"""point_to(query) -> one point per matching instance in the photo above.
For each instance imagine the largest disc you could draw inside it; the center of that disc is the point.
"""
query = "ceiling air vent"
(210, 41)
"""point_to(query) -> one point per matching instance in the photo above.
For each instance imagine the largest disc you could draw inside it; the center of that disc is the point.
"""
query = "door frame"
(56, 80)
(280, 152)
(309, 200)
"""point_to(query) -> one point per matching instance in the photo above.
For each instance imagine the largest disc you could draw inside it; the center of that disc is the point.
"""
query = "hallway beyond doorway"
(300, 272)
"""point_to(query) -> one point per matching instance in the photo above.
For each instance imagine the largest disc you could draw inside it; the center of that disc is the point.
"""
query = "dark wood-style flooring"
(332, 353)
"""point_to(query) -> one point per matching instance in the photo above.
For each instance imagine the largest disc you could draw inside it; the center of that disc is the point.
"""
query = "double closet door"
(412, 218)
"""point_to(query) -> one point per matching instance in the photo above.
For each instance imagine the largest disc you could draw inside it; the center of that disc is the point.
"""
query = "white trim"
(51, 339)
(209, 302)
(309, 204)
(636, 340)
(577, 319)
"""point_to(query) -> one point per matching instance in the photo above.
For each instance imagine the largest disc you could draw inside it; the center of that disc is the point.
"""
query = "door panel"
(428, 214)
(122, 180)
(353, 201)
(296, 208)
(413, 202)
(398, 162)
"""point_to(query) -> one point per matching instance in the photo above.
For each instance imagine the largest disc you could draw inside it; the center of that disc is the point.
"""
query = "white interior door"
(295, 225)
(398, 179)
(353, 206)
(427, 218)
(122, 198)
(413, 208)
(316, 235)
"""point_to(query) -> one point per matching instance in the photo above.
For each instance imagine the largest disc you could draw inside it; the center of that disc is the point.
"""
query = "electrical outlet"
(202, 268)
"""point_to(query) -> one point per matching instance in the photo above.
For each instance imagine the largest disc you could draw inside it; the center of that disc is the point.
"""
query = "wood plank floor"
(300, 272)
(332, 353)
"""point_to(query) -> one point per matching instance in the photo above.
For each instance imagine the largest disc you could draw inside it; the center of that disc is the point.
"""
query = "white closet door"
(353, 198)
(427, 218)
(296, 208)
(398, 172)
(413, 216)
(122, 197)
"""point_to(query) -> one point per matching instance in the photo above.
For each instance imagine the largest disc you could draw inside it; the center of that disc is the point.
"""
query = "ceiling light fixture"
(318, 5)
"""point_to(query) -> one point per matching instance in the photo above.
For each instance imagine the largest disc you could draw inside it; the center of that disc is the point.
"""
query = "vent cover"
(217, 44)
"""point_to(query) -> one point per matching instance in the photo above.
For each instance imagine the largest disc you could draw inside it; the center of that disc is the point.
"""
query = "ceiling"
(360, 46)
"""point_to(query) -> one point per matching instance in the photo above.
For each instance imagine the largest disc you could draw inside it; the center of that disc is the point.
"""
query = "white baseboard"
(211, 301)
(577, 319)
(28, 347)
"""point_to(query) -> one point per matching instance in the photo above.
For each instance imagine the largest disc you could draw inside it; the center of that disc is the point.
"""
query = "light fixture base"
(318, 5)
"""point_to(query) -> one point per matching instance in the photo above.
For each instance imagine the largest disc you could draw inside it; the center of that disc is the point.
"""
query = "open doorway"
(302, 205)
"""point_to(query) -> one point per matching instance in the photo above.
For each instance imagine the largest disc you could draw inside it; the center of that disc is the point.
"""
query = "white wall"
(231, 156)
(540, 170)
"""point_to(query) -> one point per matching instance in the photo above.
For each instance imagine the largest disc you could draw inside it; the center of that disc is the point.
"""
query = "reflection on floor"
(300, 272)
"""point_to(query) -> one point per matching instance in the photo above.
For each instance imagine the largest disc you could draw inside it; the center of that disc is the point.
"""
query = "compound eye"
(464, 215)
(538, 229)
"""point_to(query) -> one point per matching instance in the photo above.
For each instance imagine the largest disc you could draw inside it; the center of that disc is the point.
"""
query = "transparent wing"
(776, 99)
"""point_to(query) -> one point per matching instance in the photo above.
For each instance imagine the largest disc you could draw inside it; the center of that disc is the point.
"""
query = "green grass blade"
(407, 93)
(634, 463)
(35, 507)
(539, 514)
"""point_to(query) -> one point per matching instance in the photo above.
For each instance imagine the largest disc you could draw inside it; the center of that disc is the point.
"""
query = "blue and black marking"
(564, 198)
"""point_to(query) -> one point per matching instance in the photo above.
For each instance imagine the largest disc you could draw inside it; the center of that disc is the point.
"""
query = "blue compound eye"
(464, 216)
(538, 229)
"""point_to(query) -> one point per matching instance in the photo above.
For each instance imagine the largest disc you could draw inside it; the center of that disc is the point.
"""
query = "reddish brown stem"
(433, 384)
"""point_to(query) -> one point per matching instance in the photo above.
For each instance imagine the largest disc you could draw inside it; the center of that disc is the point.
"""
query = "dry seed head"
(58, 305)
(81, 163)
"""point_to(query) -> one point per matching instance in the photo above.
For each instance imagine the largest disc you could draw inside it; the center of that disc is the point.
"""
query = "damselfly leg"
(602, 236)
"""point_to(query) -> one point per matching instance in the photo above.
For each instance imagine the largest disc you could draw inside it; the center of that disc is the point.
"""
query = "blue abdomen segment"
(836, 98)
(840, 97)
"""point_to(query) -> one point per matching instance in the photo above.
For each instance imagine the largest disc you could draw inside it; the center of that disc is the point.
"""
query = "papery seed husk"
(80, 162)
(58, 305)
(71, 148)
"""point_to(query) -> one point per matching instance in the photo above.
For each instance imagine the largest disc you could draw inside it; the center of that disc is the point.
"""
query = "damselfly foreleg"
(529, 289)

□ □ □ □ □ □ □

ASSIGNMENT: In full and exactly as written, reproduce the records above.

EXPECTED ANSWER:
"""point_to(query) -> one point per matching instance in the photo above.
For each instance imagine the largest disc you could draw inside it; the center of that disc is the point.
"""
query = "ceiling air vent"
(210, 41)
"""point_to(query) -> one point per matching instance in the photo above.
For each instance imagine the largest disc you could draw inside it; the center of that disc is the point.
"""
query = "door frame"
(56, 80)
(280, 152)
(309, 200)
"""point_to(query) -> one point per matching instance in the photo above.
For each instance imagine the largest disc you could draw inside it; the center of that disc is the point.
"""
query = "hallway beyond doorway"
(300, 272)
"""point_to(query) -> one point per matching instance in the photo above.
For each instance imagine the largest disc you could draw inside it; the center of that disc is the point.
"""
query = "dark wood-style flooring"
(332, 353)
"""point_to(query) -> one point per matching instance in the photo above.
For each instance imagine the largest disc you could draw inside it; the center of that disc is the point.
"""
query = "double closet door"
(412, 218)
"""point_to(query) -> one point per matching instance in the photo above.
For each instance imagine the largest disc you could draw inside it; the center of that disc is the point.
"""
query = "white trim"
(51, 339)
(209, 302)
(309, 204)
(636, 340)
(577, 319)
"""point_to(query) -> one point per matching instance in the photo above.
For each instance imagine the largest disc you could draw inside it; the center of that disc is the point.
"""
query = "door panel"
(428, 214)
(122, 180)
(353, 201)
(296, 208)
(413, 202)
(398, 162)
"""point_to(query) -> one point per matching instance in the photo above.
For each instance imagine the largest disc you could draw inside it; the center of that disc is the point.
"""
query = "white interior door"
(295, 225)
(398, 179)
(353, 206)
(427, 218)
(122, 198)
(413, 208)
(316, 235)
"""point_to(query) -> one point per matching instance in the photo above.
For each instance imagine the largest disc you could draw inside it; the center of that disc is the point.
"""
query = "electrical outlet"
(202, 268)
"""point_to(query) -> one point per matching instance in the photo above.
For each instance imagine the largest disc you could draw inside it; the center of that disc is the point.
"""
query = "wood plank floor"
(300, 272)
(332, 353)
"""point_to(query) -> one point per matching instance in the photo above.
For each instance imagine the largest disc you could draw inside it; the center of that disc is the point.
"""
query = "white closet door"
(353, 198)
(427, 218)
(296, 208)
(398, 172)
(413, 216)
(122, 197)
"""point_to(query) -> one point per matching instance in the photo above.
For each instance imagine the largest disc you could draw inside it; the center of that disc is the point.
"""
query = "ceiling light fixture"
(318, 5)
"""point_to(query) -> one point per matching instance in the photo above.
For each instance imagine the largest disc you could draw inside it; the center of that disc is the point.
"""
query = "vent cover"
(217, 44)
"""point_to(query) -> one point per matching instance in the photo above.
For each instance imagine the largest disc you could draw inside it; the center of that disc is the point.
"""
query = "ceiling"
(360, 46)
"""point_to(query) -> one point per matching instance in the photo above.
For each instance imagine the largest disc you could draw inside it; the center of that disc is the point.
"""
query = "white baseboard"
(211, 301)
(577, 319)
(28, 347)
"""point_to(query) -> one point per matching instance in the photo above.
For each instance imagine the largest disc you could draw inside it; the center of that disc is the point.
"""
query = "light fixture base"
(318, 5)
"""point_to(query) -> one point per matching instance in the photo above.
For each instance imagine the largest disc you could draw inside it; the center of that disc is the point.
"""
query = "open doorway"
(302, 205)
"""point_to(query) -> one point per matching instance in the photo above.
For each instance imagine the largest disc you could draw inside it; the center of that disc is the point.
"""
query = "white wall"
(231, 156)
(540, 170)
"""point_to(query) -> one point per matching instance in the photo above.
For each instance imagine the largest disc you could draw inside it; the center of that disc is the point.
"""
query = "reflection on floor"
(300, 272)
"""point_to(query) -> one point per matching instance in the photo above.
For each instance imagine the largest disc you could draw inside it; the center of that disc is the point.
"""
query = "compound eye"
(464, 215)
(538, 229)
"""point_to(query) -> one point per matching instance in the photo above.
For each instance imagine the largest disc you could draw inside it; the center of that disc is the point.
"""
query = "transparent wing"
(776, 99)
"""point_to(query) -> one point per matching instance in the photo above.
For each instance imagine the largest disc you could draw inside it; the center of that disc is the point.
"""
query = "green grass blade"
(407, 93)
(634, 463)
(35, 507)
(539, 514)
"""point_to(query) -> one point per matching instance in the photo above.
For each instance imagine the largest disc you could draw inside it; the center of that disc is the point.
"""
query = "blue and black marking"
(564, 198)
"""point_to(query) -> one point per matching instance in the photo above.
For each instance imagine the largest disc you could draw inside it; the center of that disc is the point.
"""
query = "blue compound eye"
(464, 216)
(538, 229)
"""point_to(query) -> one point per matching instance in the photo above.
For each instance imagine the largest disc you could draw inside it; the center of that disc is the point.
"""
query = "reddish brown stem"
(433, 384)
"""point_to(query) -> one point per matching instance in the photo above.
For each instance imagine the largest disc you could draw inside it; the center of that disc is the point.
"""
query = "dry seed head"
(58, 305)
(81, 163)
"""point_to(query) -> one point per matching instance in the photo above.
For each instance imagine the largest disc you could draw inside it; the center of that disc is the point.
"""
query = "damselfly leg"
(602, 236)
"""point_to(query) -> one point per matching instance in the photo above.
For each instance imagine the largest disc you could draw inside it; the center of that disc is the point.
"""
query = "blue abdomen segment"
(836, 98)
(840, 97)
"""point_to(query) -> one point per matching instance in the photo above.
For each instance imagine the largest disc you could draw inside it; the center of that disc is the point.
"""
query = "papery seed husk"
(80, 162)
(58, 305)
(71, 148)
"""point_to(query) -> one point per matching instance in the photo above.
For each instance imagine the largest disc you could draw inside it; the center of that disc is the point.
"""
query = "damselfly foreleg"
(529, 289)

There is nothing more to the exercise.